--- begin Input material ---

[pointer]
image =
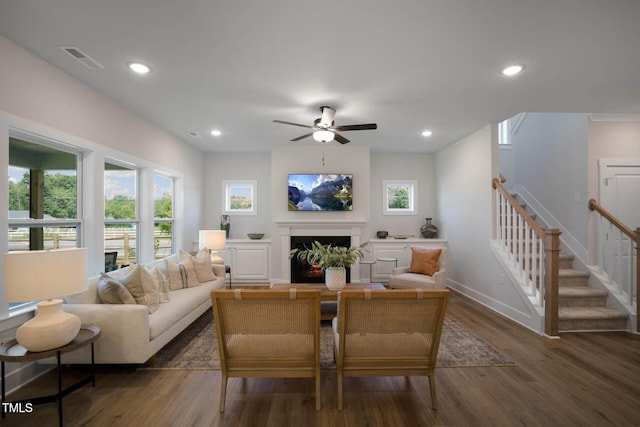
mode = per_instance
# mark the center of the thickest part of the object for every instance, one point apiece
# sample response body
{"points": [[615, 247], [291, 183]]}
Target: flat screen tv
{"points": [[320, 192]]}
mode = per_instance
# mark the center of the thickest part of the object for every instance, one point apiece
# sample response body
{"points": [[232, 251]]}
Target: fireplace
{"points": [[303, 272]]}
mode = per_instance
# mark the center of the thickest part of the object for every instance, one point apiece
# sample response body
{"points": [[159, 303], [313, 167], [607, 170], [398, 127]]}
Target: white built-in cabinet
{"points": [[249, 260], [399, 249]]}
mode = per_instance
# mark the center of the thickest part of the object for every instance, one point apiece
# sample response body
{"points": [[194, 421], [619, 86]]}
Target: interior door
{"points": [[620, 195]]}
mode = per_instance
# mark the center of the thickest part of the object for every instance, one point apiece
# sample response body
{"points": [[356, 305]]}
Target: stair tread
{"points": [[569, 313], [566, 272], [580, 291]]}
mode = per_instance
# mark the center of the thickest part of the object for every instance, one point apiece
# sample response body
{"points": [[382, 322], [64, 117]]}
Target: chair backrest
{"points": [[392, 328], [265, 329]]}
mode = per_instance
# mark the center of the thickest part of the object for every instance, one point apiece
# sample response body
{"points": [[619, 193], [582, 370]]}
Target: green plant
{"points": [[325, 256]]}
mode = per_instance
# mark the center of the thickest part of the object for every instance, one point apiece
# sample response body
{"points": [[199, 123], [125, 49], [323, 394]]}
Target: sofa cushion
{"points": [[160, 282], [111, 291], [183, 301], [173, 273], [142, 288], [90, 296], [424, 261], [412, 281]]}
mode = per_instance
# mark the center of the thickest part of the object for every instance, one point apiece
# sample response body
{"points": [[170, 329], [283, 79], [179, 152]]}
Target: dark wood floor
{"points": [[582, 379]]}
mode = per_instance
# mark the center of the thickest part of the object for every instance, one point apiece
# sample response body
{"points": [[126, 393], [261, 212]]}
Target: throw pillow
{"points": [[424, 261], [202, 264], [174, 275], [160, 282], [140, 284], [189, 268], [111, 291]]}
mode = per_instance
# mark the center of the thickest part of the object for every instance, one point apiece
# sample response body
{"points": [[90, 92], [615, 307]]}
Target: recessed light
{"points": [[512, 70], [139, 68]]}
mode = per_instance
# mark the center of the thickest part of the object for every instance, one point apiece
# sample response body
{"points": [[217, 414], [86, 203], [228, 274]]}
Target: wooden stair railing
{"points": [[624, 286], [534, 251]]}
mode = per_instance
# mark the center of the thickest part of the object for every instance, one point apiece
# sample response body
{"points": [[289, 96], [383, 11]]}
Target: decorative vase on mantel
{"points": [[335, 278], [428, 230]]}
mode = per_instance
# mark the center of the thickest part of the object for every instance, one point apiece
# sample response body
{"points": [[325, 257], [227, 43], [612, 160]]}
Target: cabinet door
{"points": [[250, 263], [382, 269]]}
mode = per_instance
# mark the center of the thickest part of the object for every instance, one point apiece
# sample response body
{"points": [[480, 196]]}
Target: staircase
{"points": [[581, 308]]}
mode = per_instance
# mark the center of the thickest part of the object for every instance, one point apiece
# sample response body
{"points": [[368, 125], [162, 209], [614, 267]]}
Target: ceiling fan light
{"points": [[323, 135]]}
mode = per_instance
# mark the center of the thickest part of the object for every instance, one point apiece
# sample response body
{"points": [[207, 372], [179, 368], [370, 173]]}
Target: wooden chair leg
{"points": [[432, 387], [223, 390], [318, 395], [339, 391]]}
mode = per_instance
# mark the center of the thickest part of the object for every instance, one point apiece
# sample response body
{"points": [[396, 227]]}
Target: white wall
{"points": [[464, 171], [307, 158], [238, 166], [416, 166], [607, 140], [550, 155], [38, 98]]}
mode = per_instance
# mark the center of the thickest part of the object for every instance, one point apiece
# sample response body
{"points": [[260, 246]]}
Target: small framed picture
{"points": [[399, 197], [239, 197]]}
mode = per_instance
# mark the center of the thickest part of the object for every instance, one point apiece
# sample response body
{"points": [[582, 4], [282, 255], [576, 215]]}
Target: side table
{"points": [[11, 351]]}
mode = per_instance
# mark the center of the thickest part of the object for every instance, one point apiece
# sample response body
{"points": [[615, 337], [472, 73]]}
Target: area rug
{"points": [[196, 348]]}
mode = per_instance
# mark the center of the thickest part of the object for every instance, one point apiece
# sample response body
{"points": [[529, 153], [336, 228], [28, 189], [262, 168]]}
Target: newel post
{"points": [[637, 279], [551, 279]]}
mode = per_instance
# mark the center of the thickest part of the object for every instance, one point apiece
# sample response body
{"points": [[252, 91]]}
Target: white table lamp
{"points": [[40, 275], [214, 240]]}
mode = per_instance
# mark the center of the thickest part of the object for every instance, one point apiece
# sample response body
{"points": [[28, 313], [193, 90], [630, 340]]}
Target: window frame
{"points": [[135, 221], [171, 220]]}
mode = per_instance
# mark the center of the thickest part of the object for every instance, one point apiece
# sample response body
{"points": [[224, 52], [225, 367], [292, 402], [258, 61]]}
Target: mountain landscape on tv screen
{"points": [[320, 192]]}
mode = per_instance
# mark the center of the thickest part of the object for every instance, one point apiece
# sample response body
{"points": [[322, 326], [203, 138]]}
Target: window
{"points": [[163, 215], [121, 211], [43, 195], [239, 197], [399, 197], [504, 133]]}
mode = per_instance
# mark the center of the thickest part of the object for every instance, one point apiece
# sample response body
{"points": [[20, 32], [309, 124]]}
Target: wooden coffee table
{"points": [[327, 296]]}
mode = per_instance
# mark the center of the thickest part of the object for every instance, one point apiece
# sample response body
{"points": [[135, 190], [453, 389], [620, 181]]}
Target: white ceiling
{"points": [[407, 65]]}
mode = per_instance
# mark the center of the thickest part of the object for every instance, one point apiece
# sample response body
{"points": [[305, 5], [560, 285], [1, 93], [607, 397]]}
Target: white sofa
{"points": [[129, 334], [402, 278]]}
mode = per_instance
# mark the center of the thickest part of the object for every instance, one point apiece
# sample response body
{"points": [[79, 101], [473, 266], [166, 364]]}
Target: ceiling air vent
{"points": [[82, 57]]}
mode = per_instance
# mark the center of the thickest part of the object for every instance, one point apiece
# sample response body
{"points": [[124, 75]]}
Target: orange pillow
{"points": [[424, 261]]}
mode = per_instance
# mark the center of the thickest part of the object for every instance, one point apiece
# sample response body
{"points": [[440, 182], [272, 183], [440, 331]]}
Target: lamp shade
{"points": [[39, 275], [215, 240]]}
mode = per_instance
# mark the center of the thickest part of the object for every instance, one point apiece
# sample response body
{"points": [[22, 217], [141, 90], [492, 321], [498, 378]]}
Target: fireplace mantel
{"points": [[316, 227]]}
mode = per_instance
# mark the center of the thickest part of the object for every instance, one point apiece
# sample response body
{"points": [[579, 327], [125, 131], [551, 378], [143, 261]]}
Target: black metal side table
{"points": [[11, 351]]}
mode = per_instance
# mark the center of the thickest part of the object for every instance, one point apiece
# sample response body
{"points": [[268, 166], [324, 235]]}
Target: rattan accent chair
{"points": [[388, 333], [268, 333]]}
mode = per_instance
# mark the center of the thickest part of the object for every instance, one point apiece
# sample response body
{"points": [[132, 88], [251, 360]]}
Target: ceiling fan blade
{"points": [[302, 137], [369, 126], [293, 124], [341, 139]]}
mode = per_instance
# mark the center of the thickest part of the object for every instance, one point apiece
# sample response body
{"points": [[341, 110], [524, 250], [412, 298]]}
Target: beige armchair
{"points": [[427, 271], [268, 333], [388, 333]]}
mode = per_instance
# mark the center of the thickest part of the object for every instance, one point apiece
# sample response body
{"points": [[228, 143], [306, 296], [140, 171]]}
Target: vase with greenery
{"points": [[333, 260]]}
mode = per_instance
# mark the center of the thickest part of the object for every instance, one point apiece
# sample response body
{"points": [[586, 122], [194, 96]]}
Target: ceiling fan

--- end Input material ---
--- begin Input material ---

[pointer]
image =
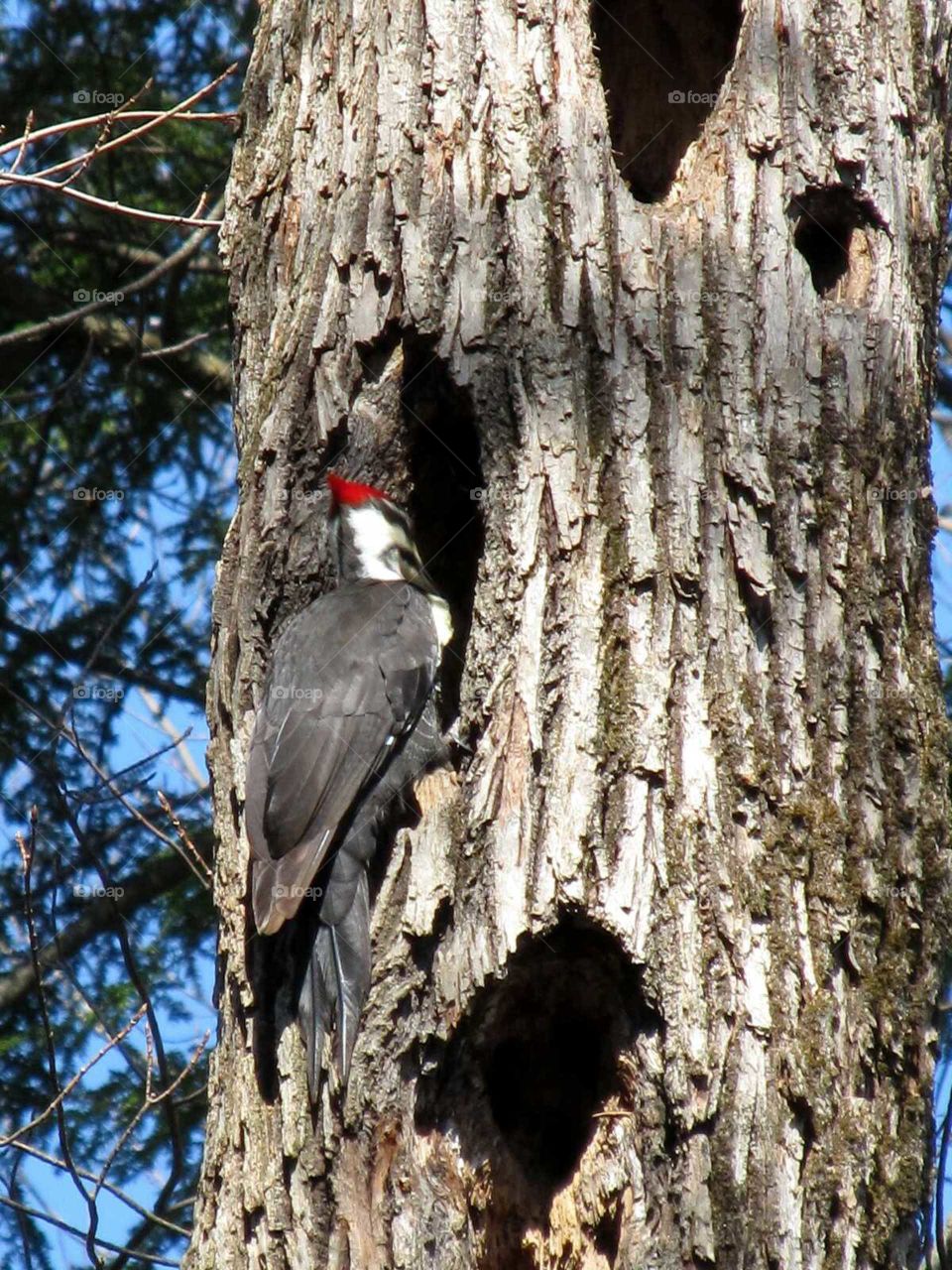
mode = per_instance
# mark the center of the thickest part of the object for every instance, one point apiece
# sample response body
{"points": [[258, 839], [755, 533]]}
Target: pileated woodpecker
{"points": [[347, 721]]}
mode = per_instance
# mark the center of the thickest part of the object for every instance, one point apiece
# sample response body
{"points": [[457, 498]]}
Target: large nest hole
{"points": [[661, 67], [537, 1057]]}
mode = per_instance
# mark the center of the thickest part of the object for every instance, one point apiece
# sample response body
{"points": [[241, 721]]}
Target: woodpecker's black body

--- end Input material ---

**Exercise:** Pull out every line of the rows above that contains the string "woodpecker".

**Answer to this exercise:**
Target: pileated woodpecker
Target: woodpecker's black body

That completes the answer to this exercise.